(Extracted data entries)
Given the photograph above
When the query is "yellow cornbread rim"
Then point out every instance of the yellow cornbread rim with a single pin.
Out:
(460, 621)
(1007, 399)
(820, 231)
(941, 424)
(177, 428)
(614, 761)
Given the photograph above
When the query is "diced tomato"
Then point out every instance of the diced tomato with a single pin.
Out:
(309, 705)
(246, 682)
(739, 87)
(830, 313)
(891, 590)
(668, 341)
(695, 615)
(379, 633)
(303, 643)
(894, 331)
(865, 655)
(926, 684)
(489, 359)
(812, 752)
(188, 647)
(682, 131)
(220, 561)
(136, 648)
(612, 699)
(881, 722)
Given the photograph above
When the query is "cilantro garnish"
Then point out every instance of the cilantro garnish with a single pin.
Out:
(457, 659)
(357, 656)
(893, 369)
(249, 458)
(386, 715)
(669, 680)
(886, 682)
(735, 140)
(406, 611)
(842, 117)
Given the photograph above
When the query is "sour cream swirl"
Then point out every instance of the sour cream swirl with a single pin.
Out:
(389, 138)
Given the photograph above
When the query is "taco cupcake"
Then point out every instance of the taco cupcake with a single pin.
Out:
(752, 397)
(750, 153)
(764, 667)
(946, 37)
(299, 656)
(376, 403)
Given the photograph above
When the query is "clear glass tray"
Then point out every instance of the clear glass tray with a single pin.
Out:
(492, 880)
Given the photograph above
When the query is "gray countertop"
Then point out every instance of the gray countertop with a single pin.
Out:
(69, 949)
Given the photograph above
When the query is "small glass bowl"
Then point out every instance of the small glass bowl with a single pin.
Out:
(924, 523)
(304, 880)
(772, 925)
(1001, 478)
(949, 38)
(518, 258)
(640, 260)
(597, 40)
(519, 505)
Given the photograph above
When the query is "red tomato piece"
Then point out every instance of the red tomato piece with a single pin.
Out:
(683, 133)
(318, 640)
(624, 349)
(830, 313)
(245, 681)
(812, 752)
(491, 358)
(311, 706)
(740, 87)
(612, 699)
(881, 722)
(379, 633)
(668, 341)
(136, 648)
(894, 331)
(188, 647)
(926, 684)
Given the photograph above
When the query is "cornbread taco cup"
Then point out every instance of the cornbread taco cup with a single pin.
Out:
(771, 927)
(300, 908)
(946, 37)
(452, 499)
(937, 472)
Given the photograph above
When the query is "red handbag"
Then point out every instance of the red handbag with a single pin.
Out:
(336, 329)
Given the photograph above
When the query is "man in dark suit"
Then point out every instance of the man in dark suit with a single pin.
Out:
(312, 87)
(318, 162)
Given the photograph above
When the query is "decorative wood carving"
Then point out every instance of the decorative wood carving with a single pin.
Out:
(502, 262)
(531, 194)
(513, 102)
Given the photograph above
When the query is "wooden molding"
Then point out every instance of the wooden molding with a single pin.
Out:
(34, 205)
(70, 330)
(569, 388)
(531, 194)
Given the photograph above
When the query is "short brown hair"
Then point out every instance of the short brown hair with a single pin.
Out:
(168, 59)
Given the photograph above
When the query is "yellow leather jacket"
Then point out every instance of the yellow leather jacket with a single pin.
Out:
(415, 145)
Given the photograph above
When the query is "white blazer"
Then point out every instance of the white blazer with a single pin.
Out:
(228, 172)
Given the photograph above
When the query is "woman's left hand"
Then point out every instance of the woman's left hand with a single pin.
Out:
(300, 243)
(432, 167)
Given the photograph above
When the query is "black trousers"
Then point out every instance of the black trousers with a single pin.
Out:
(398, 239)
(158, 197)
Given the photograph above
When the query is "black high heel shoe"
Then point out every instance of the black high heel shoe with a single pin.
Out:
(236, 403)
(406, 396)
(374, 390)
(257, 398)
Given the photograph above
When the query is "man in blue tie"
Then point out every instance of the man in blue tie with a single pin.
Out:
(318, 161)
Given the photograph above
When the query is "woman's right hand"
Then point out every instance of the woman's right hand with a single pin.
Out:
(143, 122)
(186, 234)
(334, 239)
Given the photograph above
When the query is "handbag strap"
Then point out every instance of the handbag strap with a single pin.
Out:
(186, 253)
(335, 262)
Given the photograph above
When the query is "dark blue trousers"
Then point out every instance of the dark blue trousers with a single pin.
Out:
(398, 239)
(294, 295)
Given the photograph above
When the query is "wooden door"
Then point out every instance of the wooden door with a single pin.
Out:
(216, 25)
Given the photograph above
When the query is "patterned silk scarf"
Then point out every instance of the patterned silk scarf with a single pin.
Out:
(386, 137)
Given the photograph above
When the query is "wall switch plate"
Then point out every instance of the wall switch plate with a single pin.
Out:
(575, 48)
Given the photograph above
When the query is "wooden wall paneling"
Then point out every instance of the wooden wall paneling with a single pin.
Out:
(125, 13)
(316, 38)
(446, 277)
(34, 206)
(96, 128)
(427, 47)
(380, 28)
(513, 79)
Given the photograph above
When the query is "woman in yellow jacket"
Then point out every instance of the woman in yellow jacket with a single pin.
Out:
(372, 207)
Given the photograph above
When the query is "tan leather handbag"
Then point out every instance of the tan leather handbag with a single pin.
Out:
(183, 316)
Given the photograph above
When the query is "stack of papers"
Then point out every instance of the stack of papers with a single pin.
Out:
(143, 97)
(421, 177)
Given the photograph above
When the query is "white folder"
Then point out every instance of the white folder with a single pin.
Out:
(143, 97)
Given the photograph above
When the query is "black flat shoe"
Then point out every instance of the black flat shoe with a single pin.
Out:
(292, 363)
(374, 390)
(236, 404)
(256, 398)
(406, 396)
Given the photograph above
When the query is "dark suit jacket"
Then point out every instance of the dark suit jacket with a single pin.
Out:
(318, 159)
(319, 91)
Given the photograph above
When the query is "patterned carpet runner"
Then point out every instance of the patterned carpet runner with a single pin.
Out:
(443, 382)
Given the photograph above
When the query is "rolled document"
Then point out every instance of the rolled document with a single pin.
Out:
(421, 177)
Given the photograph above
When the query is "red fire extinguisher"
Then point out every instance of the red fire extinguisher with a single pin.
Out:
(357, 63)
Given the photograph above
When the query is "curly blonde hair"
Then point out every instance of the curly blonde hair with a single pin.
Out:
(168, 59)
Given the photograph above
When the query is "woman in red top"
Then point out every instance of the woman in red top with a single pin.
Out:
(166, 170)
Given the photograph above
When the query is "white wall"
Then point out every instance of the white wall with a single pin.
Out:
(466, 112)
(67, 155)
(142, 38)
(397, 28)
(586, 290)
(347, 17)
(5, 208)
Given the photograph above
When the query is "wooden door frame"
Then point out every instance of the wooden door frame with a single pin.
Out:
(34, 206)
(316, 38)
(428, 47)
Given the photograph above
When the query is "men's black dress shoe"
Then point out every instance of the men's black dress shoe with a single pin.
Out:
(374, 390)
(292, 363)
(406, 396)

[Exercise]
Repeat the data word for word, leaving out no line.

[Completed task]
Given the photograph above
When the query is "yellow cornbread rim"
Then point out every instance of the yellow cornbread rim with a single pin.
Out:
(460, 621)
(1007, 399)
(820, 231)
(941, 424)
(177, 428)
(614, 761)
Given the photograph above
When the query is "diced tomato"
Then point out every instance of the diced tomato with a single pin.
Out:
(309, 705)
(246, 682)
(739, 87)
(830, 313)
(891, 590)
(668, 341)
(695, 615)
(379, 633)
(303, 643)
(894, 331)
(865, 655)
(926, 684)
(489, 359)
(812, 752)
(188, 647)
(682, 131)
(220, 561)
(136, 648)
(612, 699)
(881, 722)
Given the photograph above
When the query is "cilantro garnish"
Then point out every instance of the cilantro garnish with a single pin.
Out:
(457, 659)
(357, 656)
(893, 369)
(249, 458)
(386, 715)
(669, 680)
(886, 682)
(735, 140)
(406, 611)
(842, 117)
Given the photograph above
When the query is "sour cream swirl"
Then point out every instance of the sour cream swirl with a single pin.
Out:
(389, 138)
Given the photograph above
When the query is "taco cupcake"
Then point out every instance of the taco cupcake with a single pin.
Out:
(752, 397)
(750, 153)
(764, 667)
(946, 37)
(299, 656)
(376, 403)
Given the photograph above
When the query is "clear glass tray"
Then point out every instance of the clear glass tray with a single pin.
Out:
(492, 880)
Given the photograph above
When the query is "gray countertop"
Then point out every instance of the gray countertop with a single pin.
Out:
(69, 949)
Given the photograph above
When the query is "small glass bowl"
Then point out every instance of the small glass bowl with a single pin.
Out:
(924, 523)
(304, 880)
(772, 925)
(1001, 478)
(949, 38)
(518, 258)
(640, 260)
(597, 40)
(519, 505)
Given the photograph above
When the query is "red tomato piece"
Then point out every instance of the red tomato piece with a single pin.
Out:
(683, 133)
(318, 640)
(624, 349)
(830, 313)
(245, 681)
(812, 752)
(491, 358)
(311, 706)
(740, 87)
(612, 699)
(881, 722)
(379, 633)
(668, 341)
(136, 648)
(894, 331)
(188, 647)
(926, 684)
Given the photograph above
When the query is "cornbread taco cup"
Then point out every instance of the cornbread taco cup with a single pin.
Out:
(771, 927)
(300, 908)
(946, 37)
(452, 499)
(937, 472)
Given the photograph above
When the query is "red handbag"
Then point out every instance of the red handbag with a single pin.
Out:
(336, 329)
Given the photograph above
When the query is "man in dark suit"
Then point out every instance of the man in dark suit with a single pin.
Out:
(312, 87)
(318, 162)
Given the photograph above
When the query is "decorative wood carving"
Then point out every instance of the decorative wood carving with a single pin.
Out:
(502, 262)
(531, 194)
(513, 102)
Given the photograph above
When the query is "wooden molding"
Then point out every instance of the wooden molding with a single pin.
Out:
(34, 205)
(70, 330)
(569, 388)
(531, 194)
Given the photograph above
When the query is "short brown hair"
Then point out every instance of the short brown hair with a single pin.
Out:
(168, 59)
Given the photograph above
When the query is "yellow leather jacket"
Then point out every instance of the yellow leather jacket with a single pin.
Out:
(415, 145)
Given the photograph above
When the query is "white blazer"
Then point out every instance of the white blazer with a single pin.
Out:
(228, 172)
Given the photograph above
When the query is "woman's left hand"
Then point out every instance of the woman's left hand with a single pin.
Out:
(300, 243)
(432, 167)
Given the photograph above
When the query is "black trousers"
Then point out every instance of the black trousers with a single pin.
Out:
(398, 239)
(158, 197)
Given the photograph above
When the query is "black high heel shoe"
Then point out every instance of the black high heel shoe with a single pin.
Out:
(236, 403)
(406, 396)
(374, 390)
(257, 398)
Given the photograph above
When the query is "man in blue tie"
Then point out every instance of the man in blue tie with a single pin.
Out:
(318, 161)
Given the photograph above
When the query is "woman's right hand"
Then point out every instance of the woman's right hand with a single pin.
Out:
(143, 122)
(186, 234)
(334, 239)
Given the photograph above
When the query is "handbag strap"
Then point out every instance of the handbag strap with a single pin.
Out:
(186, 253)
(335, 262)
Given the photograph above
When the query is "dark blue trousers"
Then point out every instance of the dark blue trousers with a single pin.
Out:
(398, 239)
(294, 295)
Given the photograph above
When the query is "wooden door"
Then point out every instance of the wooden door with a single pin.
Out:
(216, 25)
Given the photograph above
When the query is "patterned silk scarf"
Then point out every instance of the patterned silk scarf with a single pin.
Out:
(386, 137)
Given the photograph above
When the query is "wall switch plate"
Then point out every instance of the wall switch plate with a single pin.
Out:
(575, 48)
Given the photograph above
When the query is "wooden wall paneling"
Then point out every instance of the wooden wall paneling with a single pin.
Out:
(125, 13)
(316, 38)
(446, 277)
(34, 206)
(96, 128)
(427, 47)
(380, 28)
(513, 79)
Given the photograph above
When the query is "woman in yellow jacket"
Then point out every instance of the woman in yellow jacket with a single pin.
Out:
(372, 207)
Given the photograph above
When the query is "tan leather handbag"
Then point out every instance of the tan leather handbag with a single pin.
Out:
(183, 316)
Given the photograph above
When the query is "stack of papers"
Then point out every instance of the stack of papers with a single pin.
Out:
(143, 97)
(421, 177)
Given the photograph above
When the query is "white folder"
Then point out every instance of the white folder with a single pin.
Out:
(143, 97)
Given the photograph above
When the query is "black flat shoe"
Then point out every instance of the black flat shoe with a single pin.
Out:
(292, 363)
(374, 390)
(236, 404)
(256, 398)
(406, 396)
Given the photograph above
When the query is "dark suit jacket"
Then point out every instance of the dark suit jacket with a single pin.
Out:
(318, 159)
(319, 91)
Given the photograph above
When the query is "patterned carpet runner"
Then point out every instance of the patterned carpet runner with a single pin.
Out:
(443, 382)
Given the photograph above
When the query is "rolled document"
Then point out every instance of the rolled document with a single pin.
Out:
(421, 177)
Given the photograph above
When the query is "red fire extinguisher"
Then point out every instance of the red fire extinguisher with a single pin.
Out:
(357, 63)
Given the photograph above
When the query is "curly blonde hair"
Then point out every instance of the curly blonde hair with a single pin.
Out:
(168, 59)
Given the photograph above
When the query is "woman in red top"
Then point out every instance of the woman in red top with a single pin.
Out:
(166, 170)
Given the photograph above
When the query is "white wall"
Then point out every instance of the white wall with a single pin.
Out:
(466, 112)
(67, 155)
(142, 38)
(397, 28)
(586, 290)
(347, 17)
(5, 208)
Given the photograph above
When the query is "wooden door frame"
Then point out every instance of the wooden door frame with a single pin.
Out:
(34, 206)
(316, 38)
(428, 47)
Given the photograph above
When the query is "men's black dress shoe"
Then point out every instance of the men's black dress shoe with a single pin.
Out:
(374, 390)
(292, 363)
(406, 396)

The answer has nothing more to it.